◆ PASSAGE PROVIDED:
★ ★ ★ ★ ★
The REEF DESIGN LAB is a not for profit design studio and think tank based in Melbourne Australia providing innovative new eco-engineering products for architects, engineers and developers that want to increase the ecological value of their rock walls, jetties, marinas and canal estates.
Out of respect for marine life, RDL is passionate about seeing 'better design below the waterline' and creating ecologically sensitive reef units advancing the effectiveness of purpose built reef units and eco-engineering of marine infrastructure such as jetties, rock walls, marinas and canal estates.
We are very proud to have one of our reef units designs (MARS) voted one of the top ten inventions of 2015 by Popular Science magazine, and winner of the Dyson Australia innovation award 2014.
Our Design Philosophy
Our design philosophy is centred around 4 core beliefs:
- Engineering design of man-made structures such as jetties, rock walls and marinas can include design features that create opportunities for nature rather than take them away and thus help maintain or even enhance biodiversity.
- Our Oceans receive enough ugly waste from society as it is and have enough natural beauty removed, therefore out of respect for our oceans, we believe in striving for more natural and respectful design of artificial reef units.
★ ★ ★ ★ ★
Write out the full passage about the Reef Design Lab word for word.

◆ RECORD EXCERPTS:
★ ★ ★ ★ ★
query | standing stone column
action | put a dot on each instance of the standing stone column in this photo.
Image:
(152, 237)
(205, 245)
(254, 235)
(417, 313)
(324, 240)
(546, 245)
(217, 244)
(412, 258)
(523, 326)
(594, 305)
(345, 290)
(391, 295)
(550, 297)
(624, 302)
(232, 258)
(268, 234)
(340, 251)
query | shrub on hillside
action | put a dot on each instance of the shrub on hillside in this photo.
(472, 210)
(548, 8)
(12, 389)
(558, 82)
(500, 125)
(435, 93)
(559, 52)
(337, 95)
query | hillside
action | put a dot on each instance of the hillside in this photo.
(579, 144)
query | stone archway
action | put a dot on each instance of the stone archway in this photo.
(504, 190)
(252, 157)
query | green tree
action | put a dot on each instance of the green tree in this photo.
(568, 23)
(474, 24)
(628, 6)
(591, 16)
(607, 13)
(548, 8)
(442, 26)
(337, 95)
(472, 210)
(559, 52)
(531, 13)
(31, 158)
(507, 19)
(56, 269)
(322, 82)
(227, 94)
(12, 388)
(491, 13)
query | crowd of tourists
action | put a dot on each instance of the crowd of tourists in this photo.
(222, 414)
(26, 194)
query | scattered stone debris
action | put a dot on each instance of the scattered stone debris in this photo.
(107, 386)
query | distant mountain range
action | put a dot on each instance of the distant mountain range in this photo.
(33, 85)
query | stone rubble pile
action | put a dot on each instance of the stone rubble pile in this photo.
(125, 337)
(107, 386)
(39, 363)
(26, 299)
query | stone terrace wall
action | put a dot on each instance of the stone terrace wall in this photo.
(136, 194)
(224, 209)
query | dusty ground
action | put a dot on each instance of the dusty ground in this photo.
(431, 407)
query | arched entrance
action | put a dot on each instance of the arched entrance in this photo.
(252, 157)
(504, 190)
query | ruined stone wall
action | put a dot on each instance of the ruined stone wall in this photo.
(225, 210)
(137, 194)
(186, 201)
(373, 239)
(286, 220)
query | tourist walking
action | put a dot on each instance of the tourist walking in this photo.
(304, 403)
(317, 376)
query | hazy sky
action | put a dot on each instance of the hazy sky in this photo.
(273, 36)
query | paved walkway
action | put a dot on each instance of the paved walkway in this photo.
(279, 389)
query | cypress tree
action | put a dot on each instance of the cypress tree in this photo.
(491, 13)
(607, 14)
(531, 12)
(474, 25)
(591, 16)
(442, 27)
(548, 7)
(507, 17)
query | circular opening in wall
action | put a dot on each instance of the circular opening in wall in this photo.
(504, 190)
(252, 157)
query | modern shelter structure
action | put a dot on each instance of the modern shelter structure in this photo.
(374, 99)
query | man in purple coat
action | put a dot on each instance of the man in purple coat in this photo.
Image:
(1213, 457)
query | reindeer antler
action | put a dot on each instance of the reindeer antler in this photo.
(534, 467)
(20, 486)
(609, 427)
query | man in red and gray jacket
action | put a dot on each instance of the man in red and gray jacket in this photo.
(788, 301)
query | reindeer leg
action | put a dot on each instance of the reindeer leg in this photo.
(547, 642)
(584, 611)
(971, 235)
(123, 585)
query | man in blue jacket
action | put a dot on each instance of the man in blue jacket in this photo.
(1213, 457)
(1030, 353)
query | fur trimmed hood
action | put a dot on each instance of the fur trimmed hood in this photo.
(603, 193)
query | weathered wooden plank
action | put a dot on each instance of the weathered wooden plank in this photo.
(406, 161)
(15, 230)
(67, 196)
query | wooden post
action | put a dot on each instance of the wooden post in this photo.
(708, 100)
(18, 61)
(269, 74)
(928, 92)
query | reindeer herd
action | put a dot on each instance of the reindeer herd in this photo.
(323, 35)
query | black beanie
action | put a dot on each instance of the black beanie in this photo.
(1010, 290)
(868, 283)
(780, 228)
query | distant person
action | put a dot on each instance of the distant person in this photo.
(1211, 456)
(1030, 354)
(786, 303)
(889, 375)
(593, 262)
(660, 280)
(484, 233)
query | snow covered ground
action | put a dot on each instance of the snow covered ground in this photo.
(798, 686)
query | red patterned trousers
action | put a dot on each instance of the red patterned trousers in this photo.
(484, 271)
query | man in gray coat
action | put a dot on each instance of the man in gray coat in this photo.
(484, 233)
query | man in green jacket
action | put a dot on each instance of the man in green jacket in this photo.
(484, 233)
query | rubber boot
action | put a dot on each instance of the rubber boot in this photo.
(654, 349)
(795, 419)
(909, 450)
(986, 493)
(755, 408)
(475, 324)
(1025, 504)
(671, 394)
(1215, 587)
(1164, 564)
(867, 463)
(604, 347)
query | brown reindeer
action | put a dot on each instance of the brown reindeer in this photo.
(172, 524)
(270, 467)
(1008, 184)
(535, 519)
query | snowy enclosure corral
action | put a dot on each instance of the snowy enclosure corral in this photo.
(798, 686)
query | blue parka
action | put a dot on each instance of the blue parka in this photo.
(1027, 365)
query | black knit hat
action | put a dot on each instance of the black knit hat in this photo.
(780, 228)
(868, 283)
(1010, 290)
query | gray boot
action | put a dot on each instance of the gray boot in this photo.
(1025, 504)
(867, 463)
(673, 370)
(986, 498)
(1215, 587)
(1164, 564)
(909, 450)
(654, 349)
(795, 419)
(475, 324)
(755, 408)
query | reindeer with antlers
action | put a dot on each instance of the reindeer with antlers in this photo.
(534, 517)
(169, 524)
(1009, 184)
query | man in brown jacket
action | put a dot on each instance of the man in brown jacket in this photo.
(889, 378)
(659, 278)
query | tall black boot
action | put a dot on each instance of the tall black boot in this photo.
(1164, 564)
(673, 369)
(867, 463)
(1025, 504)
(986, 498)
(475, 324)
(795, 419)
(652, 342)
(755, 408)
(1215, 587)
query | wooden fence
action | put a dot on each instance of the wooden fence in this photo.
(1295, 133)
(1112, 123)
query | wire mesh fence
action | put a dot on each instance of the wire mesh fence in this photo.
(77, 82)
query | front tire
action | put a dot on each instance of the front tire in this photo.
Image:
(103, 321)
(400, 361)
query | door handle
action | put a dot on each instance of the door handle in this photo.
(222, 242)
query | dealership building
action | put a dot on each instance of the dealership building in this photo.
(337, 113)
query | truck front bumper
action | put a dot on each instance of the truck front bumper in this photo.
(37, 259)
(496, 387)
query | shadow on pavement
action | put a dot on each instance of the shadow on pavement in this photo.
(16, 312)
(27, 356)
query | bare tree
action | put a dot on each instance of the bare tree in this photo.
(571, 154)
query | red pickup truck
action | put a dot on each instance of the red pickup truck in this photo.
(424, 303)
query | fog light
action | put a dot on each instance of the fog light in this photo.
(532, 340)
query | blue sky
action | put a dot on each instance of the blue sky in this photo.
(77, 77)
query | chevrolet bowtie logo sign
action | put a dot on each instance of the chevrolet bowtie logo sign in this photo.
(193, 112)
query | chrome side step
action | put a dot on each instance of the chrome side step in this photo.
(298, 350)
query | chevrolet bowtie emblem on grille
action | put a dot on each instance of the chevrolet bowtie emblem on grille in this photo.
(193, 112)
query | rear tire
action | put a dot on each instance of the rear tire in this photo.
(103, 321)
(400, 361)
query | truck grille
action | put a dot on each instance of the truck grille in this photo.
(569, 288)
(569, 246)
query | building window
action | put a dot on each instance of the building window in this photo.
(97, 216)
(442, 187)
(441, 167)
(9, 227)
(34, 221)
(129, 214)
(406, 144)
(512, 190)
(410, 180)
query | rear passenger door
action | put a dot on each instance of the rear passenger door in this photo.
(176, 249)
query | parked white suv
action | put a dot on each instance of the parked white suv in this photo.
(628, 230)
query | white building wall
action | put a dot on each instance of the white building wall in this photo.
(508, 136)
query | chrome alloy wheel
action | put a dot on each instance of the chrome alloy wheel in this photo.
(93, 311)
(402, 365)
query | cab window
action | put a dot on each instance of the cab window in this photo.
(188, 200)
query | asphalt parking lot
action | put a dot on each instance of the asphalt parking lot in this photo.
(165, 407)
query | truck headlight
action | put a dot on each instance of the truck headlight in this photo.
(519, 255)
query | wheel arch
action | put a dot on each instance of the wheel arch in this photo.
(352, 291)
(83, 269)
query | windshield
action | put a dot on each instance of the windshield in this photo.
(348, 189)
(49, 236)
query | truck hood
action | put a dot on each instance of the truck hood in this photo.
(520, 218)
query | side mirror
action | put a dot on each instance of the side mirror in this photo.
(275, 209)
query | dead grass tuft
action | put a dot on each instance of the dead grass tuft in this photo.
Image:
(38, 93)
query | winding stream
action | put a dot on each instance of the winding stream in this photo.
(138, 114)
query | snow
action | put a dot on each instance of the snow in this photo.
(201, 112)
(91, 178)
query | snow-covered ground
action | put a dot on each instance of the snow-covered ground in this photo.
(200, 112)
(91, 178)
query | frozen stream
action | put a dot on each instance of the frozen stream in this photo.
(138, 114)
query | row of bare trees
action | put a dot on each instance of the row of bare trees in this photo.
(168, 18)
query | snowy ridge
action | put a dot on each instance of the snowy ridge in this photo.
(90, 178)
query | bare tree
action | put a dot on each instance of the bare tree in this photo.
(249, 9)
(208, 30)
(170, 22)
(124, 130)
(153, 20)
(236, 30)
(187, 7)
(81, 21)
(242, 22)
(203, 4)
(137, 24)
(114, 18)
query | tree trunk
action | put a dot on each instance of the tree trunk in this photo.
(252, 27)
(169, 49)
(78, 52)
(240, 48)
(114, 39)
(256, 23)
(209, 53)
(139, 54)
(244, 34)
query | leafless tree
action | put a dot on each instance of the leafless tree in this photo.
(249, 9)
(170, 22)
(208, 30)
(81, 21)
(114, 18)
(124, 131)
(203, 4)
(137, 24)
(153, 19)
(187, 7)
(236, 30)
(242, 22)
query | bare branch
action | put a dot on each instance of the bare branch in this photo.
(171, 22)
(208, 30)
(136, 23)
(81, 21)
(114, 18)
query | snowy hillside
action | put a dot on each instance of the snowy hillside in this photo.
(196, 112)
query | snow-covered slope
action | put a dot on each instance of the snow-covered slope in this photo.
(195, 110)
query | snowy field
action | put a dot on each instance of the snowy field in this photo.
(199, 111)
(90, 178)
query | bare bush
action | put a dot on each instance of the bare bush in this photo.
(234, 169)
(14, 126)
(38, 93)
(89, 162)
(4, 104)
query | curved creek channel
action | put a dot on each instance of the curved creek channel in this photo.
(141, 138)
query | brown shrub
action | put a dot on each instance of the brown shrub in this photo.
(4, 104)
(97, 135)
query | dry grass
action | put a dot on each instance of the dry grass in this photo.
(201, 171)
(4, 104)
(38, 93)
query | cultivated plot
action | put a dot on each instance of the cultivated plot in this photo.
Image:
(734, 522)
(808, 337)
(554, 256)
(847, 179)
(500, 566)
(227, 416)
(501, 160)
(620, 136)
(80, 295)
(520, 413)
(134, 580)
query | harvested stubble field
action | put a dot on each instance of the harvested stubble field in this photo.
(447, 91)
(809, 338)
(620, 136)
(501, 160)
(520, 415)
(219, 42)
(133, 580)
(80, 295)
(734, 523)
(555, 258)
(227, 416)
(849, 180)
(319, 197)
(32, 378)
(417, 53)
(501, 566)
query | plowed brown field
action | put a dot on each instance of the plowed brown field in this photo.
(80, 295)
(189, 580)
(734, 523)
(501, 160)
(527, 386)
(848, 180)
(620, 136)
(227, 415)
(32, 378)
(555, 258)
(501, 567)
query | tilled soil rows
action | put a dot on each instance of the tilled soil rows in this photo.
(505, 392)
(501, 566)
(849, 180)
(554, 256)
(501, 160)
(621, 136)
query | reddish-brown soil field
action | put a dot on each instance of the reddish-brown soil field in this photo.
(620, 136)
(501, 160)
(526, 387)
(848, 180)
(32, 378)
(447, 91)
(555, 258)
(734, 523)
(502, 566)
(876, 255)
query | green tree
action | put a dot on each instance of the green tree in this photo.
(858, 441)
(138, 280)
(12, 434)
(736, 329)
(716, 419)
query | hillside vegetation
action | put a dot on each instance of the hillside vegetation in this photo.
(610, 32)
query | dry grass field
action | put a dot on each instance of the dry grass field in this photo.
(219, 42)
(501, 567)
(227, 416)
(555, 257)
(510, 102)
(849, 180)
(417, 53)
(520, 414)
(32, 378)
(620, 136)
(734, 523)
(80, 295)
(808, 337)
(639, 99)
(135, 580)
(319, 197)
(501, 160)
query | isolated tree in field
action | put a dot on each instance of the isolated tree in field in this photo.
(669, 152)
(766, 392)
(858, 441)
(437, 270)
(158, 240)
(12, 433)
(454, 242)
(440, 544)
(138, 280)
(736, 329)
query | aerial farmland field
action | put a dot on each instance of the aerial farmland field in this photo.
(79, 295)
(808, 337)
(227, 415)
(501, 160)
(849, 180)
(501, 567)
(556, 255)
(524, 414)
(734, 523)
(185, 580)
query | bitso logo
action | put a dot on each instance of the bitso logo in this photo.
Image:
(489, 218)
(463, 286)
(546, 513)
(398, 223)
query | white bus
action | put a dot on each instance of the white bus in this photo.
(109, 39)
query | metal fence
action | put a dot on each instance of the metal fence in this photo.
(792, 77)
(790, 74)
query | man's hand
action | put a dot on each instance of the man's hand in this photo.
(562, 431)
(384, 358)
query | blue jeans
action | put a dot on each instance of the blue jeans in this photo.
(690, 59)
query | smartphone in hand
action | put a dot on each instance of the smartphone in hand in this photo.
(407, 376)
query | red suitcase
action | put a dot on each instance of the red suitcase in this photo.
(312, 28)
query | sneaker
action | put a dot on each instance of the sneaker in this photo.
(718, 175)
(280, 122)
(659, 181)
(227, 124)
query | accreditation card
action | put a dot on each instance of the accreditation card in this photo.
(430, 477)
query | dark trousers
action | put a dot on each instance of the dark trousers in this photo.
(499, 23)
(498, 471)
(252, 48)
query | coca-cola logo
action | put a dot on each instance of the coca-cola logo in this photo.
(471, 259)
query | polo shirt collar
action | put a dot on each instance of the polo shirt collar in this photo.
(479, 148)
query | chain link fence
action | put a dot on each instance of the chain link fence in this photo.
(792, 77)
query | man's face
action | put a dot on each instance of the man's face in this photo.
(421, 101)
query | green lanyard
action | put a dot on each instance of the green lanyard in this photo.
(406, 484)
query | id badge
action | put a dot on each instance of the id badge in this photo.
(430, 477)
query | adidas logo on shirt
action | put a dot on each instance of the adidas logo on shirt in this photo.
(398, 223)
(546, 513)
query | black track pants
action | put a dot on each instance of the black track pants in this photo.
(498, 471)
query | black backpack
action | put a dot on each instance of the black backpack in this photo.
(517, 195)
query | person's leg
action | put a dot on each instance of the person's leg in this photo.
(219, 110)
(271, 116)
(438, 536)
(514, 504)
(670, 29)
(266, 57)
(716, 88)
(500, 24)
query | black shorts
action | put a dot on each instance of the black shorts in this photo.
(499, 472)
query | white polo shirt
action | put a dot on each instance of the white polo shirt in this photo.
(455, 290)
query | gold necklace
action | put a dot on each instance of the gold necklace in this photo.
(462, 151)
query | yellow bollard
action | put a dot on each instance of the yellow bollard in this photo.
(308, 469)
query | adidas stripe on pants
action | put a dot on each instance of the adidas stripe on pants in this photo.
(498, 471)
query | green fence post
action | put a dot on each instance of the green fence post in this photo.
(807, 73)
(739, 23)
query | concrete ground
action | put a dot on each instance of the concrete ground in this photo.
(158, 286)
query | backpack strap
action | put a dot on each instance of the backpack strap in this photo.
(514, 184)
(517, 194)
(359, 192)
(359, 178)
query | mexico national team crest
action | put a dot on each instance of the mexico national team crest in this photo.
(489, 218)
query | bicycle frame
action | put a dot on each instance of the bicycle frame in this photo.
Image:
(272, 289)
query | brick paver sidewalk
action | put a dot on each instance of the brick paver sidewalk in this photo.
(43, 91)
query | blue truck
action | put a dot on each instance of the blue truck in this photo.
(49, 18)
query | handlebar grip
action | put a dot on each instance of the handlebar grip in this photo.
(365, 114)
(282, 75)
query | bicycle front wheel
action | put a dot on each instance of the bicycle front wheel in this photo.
★ ★ ★ ★ ★
◆ REPLY:
The REEF DESIGN LAB is a not for profit design studio and think tank based in Melbourne Australia providing innovative new eco-engineering products for architects, engineers and developers that want to increase the ecological value of their rock walls, jetties, marinas and canal estates.
Out of respect for marine life, RDL is passionate about seeing 'better design below the waterline' and creating ecologically sensitive reef units advancing the effectiveness of purpose built reef units and eco-engineering of marine infrastructure such as jetties, rock walls, marinas and canal estates.
We are very proud to have one of our reef units designs (MARS) voted one of the top ten inventions of 2015 by Popular Science magazine, and winner of the Dyson Australia innovation award 2014.
Our Design Philosophy
Our design philosophy is centred around 4 core beliefs:
- Engineering design of man-made structures such as jetties, rock walls and marinas can include design features that create opportunities for nature rather than take them away and thus help maintain or even enhance biodiversity.
- Our Oceans receive enough ugly waste from society as it is and have enough natural beauty removed, therefore out of respect for our oceans, we believe in striving for more natural and respectful design of artificial reef units.